_Selected text_.
↓

No. 14 Finale (Финал)
Allegro
Уходи же!
Ukhodi zhe!
Act III No. 15 Entr'acte: The Battle of Poltava (Антракт: Полтавский бой)
Brillante, con fuoco
No. 16 Scene (Сцена)
Allegro non troppo
В бою кровавом
V boyu krovavom
Andrey's Aria (Ария Андрея)
Larghetto
Здесь дни текли чредой счастливой
Zdes dni tekli chredoy schastlivoy
No. 17 Scene (Сцена)
Allegro giusto
Невдалеке я слышу конский топот
Nevdaleke ya slyshu konsky topot
Duet (Дует)
Allegro moderato
Святой невинности губитель
Svyatoy nevinosti gubitel
No. 18 Scene: Onset of Mariya's Madness (Сцена появления безумной Марии)
Moderato assai quasi Andante—Moderato assai
Несчастный! видит Бог
Neschastny! vidit Bog
No. 19 Finale (Финал)
Andante con moto
Ушëл старик
Ushyol starik
[Mariya's Lullaby (Колибельная Марии)]
Andante non tanto
Спи, младенец мой прекрасный
Spi, mladenets moy prekrasny

A complete performance of the opera lasts around 150 minutes.

Libretto

The original libretto was compiled by Viktor Burenin (1841-1926), and later revised by Tchaikovsky, after the narrative poem Poltava (Полтава) (1829) by Aleksandr Pushkin (1799-1837).

On 5/17 May 1881, soon after arriving at Kamenka, Tchaikovsky asked Karl Davydov to send him a previously unused libretto on the subject of Pushkin's poem Poltava: "I am feeling inclined to start an opera once again, and the subject of Poltavais greatly tempting to me" [1].

↑

_Required work_.
Rewrite the paragraph in the opera text above that begins "The original libretto was compiled" as a short bulleted list that keeps its main facts.

_Dataset excerpt_.
↓

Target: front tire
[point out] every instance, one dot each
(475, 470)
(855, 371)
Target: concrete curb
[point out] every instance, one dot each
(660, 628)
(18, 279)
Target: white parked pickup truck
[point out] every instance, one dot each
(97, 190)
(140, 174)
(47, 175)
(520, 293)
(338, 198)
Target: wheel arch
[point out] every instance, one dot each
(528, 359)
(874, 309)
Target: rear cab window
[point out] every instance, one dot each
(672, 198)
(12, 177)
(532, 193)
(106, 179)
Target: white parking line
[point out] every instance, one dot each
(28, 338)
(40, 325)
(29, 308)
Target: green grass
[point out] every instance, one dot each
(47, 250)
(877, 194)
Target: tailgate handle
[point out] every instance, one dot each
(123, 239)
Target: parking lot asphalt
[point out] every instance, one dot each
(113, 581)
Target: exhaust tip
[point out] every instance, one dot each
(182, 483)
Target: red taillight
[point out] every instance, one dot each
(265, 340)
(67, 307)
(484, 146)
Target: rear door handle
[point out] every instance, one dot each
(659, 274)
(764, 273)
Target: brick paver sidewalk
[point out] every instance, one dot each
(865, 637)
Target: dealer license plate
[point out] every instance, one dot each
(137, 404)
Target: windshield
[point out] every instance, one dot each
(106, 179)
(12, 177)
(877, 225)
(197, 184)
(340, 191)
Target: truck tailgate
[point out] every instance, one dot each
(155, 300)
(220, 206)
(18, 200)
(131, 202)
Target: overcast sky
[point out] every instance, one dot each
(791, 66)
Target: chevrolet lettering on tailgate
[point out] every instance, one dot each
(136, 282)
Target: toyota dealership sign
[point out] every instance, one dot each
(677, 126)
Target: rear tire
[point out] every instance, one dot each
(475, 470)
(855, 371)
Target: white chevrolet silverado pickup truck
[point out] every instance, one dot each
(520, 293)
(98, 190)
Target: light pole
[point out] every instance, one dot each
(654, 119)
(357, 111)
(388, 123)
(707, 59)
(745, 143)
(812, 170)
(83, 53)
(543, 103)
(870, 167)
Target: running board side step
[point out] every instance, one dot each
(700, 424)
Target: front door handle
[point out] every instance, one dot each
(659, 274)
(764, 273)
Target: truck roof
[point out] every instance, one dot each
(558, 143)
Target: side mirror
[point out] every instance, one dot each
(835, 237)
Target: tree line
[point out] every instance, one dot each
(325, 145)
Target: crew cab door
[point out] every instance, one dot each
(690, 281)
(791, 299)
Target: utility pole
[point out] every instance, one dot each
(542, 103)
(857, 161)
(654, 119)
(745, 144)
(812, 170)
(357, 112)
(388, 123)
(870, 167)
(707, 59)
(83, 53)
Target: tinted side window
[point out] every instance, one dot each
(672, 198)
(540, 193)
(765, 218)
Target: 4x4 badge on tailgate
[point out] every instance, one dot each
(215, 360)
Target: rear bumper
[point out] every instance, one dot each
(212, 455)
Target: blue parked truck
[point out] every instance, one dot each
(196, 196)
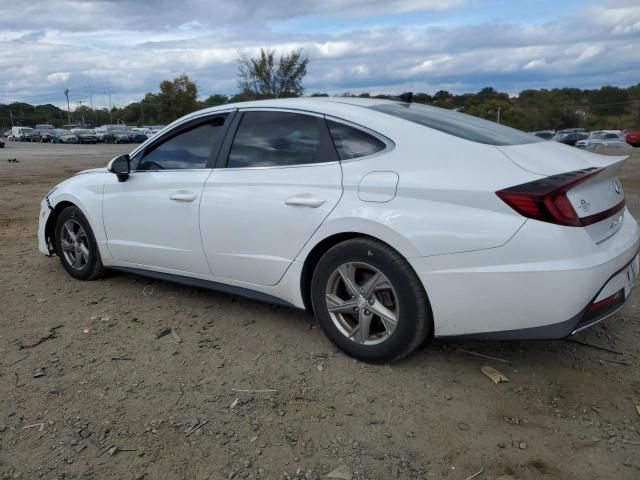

↑

_Result for this exercise_.
- Viktor Burenin (1841-1926) compiled the original libretto.
- Tchaikovsky later revised it.
- It was based on the narrative poem Poltava (Полтава) (1829) by Aleksandr Pushkin (1799-1837).